(TASK OBJECTIVE): Reproduce every line of the listing below, requests included, scaling each x and y coordinate in the answer points by 1.4 and rounding to the nearest whole number, with halves rounded up.

────────────────────

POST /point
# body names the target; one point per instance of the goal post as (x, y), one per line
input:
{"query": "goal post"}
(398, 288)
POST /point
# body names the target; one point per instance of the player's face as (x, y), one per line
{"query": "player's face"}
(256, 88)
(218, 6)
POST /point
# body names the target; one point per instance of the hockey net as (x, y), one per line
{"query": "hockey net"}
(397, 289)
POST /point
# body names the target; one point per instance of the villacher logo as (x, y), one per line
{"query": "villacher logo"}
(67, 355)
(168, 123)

────────────────────

(EXERCISE SOLUTION):
POST /point
# body names the target; one point per instance of the goal post as (x, y), one per line
input:
{"query": "goal post"}
(557, 403)
POST /point
# body names the target; one point per instance of the player's face as (x, y), one per line
{"query": "player's face"}
(358, 123)
(305, 8)
POST /point
# body names the target; one point per instance of the hockey net as (x, y), one per line
{"query": "hockey net"}
(556, 405)
POST /point
# body names the target; one point per instance of the villacher logo as (x, y), one per line
{"query": "villacher logo"}
(94, 497)
(235, 172)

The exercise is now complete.